Requirement A: In the records below, copy the stretch from the start through the line containing "x=190 y=122", replacing "arched entrance to building" with "arched entrance" and keeping everything else the same.

Quoted passage:
[BEGIN]

NCIS: The Official TV Soundtrack is a series of soundtrack albums featuring music used in the CBS television series NCIS. The first volume in the series, released on February 10, 2009, received attention for its method of compiling music for the album; show producers and writers were presented previously unreleased tracks from popular artists "ranging from Perry Farrell to Jakob Dylan as the shows were being crafted, and then taking inspiration from those tunes to help craft the show." This method contrasted with the norm for TV soundtracks, which tend to be compilations of previously released music that is already available individually or on other albums. NCIS: The Official TV Soundtrack – Vol. 2 was released on November 3, 2009, according to
Amazon.com.

[END]

Stored data entries:
[BEGIN]

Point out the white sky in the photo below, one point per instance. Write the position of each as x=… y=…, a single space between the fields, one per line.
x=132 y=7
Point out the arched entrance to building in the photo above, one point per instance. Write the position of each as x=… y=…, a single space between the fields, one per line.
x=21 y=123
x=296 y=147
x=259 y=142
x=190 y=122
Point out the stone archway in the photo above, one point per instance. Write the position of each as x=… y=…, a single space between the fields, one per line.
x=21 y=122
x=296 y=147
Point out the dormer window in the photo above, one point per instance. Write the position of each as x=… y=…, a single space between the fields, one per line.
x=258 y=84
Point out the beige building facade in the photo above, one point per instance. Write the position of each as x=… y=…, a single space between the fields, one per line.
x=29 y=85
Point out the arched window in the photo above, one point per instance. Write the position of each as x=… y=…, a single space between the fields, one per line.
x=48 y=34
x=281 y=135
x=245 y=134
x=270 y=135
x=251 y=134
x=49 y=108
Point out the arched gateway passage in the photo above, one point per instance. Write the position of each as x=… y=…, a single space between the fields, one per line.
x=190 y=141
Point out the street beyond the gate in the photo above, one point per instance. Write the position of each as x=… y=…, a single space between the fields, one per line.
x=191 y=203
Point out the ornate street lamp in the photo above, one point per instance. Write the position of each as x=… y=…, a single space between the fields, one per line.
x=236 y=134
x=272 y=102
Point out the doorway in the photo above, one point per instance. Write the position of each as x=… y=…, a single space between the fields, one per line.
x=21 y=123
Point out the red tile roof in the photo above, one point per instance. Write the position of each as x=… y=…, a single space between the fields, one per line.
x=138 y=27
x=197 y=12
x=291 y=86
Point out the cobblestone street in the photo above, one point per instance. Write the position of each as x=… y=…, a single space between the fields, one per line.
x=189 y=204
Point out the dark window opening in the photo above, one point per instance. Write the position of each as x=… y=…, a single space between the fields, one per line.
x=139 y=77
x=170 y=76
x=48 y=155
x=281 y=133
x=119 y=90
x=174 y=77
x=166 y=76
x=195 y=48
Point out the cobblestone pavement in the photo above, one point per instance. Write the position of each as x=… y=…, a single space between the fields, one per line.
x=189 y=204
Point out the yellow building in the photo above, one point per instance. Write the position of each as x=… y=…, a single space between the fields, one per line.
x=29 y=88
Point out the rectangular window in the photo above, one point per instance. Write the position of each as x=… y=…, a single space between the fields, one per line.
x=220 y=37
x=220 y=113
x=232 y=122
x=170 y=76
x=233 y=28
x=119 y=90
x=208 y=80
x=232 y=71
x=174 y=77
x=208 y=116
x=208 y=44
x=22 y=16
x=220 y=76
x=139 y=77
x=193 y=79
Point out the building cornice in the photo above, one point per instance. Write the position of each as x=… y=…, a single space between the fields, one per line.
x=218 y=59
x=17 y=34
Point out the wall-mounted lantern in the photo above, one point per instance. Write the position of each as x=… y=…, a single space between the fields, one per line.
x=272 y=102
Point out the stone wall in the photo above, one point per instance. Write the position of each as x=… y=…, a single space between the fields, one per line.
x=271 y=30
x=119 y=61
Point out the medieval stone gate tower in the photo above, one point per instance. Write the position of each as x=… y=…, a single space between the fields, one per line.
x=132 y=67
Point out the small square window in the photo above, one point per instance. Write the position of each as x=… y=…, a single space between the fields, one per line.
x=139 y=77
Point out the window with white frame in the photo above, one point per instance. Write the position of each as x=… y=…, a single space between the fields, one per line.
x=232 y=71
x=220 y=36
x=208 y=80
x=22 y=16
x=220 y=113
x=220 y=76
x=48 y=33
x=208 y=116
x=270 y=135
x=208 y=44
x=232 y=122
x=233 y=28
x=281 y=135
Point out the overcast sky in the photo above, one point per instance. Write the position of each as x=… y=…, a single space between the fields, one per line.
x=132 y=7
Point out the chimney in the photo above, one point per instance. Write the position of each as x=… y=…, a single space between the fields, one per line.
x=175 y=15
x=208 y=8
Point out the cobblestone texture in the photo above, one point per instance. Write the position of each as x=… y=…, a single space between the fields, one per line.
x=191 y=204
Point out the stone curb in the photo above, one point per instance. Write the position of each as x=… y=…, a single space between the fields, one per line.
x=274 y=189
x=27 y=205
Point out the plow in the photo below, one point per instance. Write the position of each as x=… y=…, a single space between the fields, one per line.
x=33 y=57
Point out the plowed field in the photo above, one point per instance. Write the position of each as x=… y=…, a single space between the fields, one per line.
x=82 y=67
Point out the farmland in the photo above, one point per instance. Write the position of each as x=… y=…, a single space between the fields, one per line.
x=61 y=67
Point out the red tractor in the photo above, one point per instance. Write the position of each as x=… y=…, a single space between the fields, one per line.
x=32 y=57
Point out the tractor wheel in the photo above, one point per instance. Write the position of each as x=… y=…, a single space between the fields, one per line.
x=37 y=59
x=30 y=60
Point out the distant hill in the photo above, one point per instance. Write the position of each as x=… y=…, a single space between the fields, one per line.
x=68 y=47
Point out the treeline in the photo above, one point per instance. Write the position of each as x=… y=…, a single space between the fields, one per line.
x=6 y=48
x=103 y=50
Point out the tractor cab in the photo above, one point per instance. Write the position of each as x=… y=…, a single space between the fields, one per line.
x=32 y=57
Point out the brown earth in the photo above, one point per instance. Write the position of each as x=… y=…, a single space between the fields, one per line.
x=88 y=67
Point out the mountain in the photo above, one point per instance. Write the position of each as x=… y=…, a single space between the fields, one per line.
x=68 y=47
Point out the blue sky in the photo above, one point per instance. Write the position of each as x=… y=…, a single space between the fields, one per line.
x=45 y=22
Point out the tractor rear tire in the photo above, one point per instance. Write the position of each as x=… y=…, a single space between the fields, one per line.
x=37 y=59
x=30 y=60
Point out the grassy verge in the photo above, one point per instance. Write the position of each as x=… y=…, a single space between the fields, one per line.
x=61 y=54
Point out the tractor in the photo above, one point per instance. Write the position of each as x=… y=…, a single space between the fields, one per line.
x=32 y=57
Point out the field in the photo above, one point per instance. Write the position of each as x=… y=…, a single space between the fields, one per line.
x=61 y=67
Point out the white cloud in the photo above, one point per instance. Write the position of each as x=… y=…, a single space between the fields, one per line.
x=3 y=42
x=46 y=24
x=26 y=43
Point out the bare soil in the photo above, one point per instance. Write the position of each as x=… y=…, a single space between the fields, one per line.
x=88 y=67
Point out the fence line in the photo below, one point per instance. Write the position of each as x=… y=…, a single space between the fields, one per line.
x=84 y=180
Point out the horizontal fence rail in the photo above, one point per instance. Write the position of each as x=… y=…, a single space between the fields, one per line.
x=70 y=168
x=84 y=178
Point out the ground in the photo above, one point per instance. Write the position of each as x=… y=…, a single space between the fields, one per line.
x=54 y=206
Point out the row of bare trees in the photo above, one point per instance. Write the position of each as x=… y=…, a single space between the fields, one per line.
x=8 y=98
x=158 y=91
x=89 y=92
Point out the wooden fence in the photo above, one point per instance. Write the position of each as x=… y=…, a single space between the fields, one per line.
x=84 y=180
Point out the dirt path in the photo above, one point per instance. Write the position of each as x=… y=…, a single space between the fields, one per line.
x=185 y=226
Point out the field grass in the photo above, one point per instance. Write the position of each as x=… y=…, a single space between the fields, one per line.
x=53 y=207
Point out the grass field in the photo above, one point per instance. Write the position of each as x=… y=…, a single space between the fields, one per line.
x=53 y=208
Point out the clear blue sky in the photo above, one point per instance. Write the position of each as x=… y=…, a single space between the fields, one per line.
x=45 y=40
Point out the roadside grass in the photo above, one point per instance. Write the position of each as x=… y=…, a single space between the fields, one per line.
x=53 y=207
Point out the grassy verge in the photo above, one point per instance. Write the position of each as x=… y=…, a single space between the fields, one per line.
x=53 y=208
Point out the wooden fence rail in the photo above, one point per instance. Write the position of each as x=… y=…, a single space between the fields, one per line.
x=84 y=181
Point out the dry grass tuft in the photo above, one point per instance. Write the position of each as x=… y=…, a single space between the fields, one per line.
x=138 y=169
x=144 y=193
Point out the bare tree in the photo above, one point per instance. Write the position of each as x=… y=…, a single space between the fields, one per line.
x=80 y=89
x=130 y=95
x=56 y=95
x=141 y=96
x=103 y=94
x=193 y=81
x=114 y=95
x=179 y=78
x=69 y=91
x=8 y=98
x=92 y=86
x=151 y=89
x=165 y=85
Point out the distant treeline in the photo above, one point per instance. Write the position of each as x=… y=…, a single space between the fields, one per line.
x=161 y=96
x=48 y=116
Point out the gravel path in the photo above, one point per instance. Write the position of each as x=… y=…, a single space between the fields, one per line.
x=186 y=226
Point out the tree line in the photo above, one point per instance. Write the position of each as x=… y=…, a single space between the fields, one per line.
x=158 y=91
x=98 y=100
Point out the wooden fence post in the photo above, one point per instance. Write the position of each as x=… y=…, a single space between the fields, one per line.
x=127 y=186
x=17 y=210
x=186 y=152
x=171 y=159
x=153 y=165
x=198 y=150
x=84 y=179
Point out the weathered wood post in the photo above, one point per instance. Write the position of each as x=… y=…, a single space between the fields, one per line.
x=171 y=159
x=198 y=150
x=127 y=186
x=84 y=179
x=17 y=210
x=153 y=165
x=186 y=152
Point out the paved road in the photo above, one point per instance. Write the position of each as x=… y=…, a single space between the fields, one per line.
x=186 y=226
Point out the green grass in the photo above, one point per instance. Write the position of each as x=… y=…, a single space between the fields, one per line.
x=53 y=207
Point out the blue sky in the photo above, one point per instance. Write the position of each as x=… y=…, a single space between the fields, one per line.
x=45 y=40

[END]

Requirement B: Extend the passage about the NCIS soundtrack albums, picking up after its final sentence.

Right answer A:
Point out the white sky in the photo below, one point per instance. Write the position of each as x=… y=…, a single space between the fields, one per line.
x=132 y=7
Point out the arched entrance in the photo above, one point per instance. Write the position of each as x=… y=…, a single space between the fields, one per line.
x=21 y=123
x=296 y=147
x=259 y=142
x=190 y=122

Right answer B:
Volume 1

Overview
NCIS: The Official TV Soundtrack is the first soundtrack album from the television series NCIS. The album is a two-disc, 22-track set that includes brand new songs from artists featured prominently in  episodes of the series. According to the soundtrack website, NCIS show producers listened to literally dozens of submitted tracks before choosing the ones best suited for upcoming storylines, and from which the show's writers could draw upon for inspiration. The soundtrack also features NCIS stars Pauley Perrette ("Abby Sciuto"), who performs the self-composed "Fear" under the moniker Stop Making Friends, and  Cote de Pablo ("Ziva David"), whose memorable performance of Tom Waits' "Temptation" from the Season 6 premiere episode, "Last Man Standing," is included. It is Perrette’s character, Abby, whose music sensibilities in the show serve as the basis for the soundtrack’s "Abby’s Lab" disk 2.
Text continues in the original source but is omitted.